(Task material begins)

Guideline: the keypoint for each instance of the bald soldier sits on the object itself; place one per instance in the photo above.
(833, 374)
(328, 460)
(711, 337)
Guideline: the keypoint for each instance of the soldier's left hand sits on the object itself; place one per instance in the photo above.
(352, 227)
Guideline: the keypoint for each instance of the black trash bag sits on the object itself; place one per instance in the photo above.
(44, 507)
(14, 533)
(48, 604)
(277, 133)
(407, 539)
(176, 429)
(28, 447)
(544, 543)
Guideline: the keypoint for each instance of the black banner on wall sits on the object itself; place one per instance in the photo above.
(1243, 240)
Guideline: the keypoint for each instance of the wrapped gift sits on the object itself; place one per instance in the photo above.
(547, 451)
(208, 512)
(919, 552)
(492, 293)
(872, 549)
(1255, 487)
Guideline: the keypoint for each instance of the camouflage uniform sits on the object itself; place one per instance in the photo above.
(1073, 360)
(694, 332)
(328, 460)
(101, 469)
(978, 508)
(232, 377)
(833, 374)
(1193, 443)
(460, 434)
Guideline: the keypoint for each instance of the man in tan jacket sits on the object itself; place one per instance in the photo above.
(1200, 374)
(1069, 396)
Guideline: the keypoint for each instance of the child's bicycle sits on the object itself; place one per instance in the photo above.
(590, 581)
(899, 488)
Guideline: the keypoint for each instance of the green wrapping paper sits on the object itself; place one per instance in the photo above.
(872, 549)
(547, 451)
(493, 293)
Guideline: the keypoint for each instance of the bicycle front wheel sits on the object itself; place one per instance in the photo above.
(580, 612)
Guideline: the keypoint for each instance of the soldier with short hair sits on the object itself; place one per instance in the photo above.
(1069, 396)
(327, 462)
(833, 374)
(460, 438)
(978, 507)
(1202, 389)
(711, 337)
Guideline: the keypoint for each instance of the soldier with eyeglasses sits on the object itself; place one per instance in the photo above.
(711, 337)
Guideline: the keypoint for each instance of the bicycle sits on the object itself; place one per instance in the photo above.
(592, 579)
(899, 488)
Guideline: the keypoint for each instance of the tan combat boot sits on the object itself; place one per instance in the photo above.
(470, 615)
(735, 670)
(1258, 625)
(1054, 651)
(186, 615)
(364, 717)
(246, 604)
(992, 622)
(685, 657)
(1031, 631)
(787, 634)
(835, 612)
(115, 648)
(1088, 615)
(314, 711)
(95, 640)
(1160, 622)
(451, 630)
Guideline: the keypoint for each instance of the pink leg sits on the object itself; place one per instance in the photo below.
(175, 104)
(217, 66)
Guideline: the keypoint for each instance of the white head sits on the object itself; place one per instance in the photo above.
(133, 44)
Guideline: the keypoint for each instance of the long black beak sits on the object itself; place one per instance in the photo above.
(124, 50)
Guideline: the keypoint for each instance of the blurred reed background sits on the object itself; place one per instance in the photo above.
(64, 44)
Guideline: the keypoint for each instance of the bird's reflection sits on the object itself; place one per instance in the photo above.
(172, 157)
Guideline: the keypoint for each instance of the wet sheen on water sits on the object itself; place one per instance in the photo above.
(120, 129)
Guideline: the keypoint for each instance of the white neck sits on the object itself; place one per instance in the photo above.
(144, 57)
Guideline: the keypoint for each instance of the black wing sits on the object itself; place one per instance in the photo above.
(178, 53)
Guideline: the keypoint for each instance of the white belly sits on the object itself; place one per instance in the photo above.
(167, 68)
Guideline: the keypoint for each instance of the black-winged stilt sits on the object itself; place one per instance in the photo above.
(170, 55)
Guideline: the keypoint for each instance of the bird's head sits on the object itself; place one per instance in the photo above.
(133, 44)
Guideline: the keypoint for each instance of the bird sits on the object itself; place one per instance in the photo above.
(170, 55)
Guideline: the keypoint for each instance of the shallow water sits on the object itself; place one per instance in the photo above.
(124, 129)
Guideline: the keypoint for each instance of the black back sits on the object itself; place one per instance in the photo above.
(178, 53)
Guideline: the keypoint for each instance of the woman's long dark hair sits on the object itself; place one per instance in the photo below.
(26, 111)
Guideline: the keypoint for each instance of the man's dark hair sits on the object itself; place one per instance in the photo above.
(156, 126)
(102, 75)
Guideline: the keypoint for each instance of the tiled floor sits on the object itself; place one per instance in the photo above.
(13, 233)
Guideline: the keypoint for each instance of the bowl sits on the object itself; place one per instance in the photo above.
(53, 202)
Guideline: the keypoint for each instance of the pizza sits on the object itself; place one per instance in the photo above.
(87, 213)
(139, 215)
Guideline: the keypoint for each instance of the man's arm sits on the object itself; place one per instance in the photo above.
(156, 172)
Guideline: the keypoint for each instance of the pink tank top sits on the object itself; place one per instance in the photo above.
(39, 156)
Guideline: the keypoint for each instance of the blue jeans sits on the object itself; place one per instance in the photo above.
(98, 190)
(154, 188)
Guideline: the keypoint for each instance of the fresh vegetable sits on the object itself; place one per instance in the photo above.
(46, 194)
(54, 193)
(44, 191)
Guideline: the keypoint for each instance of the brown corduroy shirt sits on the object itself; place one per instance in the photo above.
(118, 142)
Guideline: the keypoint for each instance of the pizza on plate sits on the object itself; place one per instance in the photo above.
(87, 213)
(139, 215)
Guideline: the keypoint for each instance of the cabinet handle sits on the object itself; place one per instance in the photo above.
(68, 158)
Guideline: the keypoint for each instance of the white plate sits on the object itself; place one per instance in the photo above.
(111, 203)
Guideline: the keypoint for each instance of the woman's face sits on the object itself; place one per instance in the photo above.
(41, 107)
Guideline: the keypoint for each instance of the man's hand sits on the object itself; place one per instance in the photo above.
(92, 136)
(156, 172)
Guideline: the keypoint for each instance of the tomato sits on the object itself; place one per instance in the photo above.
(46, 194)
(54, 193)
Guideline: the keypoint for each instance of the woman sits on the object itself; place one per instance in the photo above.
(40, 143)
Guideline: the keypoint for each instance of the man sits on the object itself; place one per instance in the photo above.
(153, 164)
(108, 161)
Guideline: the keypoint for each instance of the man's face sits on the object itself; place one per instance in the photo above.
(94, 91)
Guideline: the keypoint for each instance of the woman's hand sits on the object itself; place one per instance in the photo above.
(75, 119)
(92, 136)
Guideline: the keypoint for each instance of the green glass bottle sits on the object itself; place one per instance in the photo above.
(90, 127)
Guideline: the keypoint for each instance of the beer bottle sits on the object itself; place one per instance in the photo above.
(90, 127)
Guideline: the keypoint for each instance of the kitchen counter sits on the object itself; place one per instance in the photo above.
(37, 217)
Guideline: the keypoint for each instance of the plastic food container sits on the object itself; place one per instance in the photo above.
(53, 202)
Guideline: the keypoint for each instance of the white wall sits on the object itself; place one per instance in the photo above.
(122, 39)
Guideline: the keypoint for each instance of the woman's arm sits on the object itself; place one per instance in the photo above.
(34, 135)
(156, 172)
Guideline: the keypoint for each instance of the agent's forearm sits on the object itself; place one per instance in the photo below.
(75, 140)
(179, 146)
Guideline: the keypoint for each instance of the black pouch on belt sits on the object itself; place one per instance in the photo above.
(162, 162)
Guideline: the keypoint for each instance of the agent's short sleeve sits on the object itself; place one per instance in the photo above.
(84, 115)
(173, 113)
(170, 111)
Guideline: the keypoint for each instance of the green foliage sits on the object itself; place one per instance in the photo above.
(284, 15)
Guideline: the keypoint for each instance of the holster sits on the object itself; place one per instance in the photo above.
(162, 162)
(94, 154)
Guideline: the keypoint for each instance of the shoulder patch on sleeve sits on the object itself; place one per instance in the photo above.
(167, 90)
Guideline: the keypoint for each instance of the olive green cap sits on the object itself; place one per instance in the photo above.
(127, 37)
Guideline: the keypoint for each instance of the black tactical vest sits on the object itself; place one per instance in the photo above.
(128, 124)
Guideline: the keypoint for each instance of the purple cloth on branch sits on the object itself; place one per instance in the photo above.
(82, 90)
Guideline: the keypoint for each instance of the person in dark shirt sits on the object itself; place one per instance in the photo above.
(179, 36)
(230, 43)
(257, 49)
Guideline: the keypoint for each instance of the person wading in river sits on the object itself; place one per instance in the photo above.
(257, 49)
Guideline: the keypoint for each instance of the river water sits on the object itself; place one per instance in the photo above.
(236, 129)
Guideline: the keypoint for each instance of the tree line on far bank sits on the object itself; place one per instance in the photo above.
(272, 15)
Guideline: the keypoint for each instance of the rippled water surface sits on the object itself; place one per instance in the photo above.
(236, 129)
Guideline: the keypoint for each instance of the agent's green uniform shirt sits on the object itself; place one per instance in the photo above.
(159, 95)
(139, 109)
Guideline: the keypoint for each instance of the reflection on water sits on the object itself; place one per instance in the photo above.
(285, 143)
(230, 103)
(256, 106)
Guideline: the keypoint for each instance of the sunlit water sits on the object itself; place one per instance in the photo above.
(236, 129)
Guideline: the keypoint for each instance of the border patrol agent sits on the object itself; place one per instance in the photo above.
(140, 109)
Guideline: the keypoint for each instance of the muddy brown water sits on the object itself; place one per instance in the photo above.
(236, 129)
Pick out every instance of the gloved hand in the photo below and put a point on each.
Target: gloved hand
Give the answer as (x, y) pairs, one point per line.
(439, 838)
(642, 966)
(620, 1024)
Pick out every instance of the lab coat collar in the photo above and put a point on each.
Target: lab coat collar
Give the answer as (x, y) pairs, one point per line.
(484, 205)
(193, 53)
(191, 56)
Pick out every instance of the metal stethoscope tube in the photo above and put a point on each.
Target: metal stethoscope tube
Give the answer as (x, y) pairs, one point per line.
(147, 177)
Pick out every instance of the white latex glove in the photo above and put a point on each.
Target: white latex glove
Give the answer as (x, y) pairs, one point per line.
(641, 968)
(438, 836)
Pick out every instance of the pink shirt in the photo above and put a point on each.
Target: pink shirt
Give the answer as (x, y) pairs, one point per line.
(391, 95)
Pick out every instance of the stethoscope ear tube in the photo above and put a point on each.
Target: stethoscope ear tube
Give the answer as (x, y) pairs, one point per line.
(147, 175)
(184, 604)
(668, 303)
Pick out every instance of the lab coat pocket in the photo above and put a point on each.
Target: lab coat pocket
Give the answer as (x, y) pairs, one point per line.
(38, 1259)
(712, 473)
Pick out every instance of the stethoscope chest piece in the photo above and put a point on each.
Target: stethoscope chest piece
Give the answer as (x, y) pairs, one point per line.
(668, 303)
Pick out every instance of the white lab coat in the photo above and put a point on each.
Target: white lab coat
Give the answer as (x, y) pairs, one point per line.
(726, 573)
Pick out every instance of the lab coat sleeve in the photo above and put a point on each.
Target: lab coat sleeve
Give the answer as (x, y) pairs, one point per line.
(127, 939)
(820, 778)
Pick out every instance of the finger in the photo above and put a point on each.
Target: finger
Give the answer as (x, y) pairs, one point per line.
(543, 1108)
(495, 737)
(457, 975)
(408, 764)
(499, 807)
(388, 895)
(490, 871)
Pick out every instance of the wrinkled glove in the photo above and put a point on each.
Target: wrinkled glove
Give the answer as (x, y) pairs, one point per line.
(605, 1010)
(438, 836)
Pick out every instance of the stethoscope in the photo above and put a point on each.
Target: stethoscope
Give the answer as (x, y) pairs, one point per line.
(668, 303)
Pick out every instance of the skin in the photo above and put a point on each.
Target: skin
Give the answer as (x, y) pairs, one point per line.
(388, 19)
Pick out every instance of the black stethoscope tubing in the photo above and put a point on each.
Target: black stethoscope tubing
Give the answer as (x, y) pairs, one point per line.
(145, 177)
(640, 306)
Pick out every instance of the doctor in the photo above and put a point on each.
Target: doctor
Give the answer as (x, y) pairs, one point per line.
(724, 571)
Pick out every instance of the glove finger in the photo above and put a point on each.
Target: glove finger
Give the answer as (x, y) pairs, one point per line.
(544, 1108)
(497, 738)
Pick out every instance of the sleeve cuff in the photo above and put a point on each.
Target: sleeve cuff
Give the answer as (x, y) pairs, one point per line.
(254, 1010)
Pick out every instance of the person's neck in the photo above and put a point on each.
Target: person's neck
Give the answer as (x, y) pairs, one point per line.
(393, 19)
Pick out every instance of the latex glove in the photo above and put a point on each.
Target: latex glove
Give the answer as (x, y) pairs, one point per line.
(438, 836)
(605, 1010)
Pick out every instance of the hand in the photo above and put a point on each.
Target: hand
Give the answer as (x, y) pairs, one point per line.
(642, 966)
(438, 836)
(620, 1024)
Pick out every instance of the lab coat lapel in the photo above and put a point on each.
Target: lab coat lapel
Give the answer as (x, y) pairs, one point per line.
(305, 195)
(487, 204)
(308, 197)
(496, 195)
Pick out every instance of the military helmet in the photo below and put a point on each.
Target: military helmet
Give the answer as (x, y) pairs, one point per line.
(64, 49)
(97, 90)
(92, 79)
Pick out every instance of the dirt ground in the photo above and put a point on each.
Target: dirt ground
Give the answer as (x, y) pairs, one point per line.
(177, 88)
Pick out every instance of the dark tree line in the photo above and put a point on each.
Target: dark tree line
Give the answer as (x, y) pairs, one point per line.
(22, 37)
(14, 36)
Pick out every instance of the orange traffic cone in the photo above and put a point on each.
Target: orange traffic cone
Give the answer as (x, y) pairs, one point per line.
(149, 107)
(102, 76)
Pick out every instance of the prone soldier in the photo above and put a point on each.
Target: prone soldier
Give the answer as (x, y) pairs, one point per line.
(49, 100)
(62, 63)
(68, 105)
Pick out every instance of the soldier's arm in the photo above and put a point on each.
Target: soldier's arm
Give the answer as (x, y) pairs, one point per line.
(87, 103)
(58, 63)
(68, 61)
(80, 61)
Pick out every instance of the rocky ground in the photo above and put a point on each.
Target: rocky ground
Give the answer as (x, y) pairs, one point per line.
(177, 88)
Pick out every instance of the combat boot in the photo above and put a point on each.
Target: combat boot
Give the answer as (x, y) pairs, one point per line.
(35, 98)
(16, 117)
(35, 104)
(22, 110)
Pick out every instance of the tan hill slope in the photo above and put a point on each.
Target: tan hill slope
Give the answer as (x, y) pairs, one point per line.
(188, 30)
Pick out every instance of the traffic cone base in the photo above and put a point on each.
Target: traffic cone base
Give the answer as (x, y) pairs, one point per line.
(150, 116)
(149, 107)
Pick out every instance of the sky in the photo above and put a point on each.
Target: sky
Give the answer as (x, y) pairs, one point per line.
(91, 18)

(Task material ends)

Problem to solve:
State the number of lines above that contain "stethoscope". Write nothing besides it.

Solution to this task:
10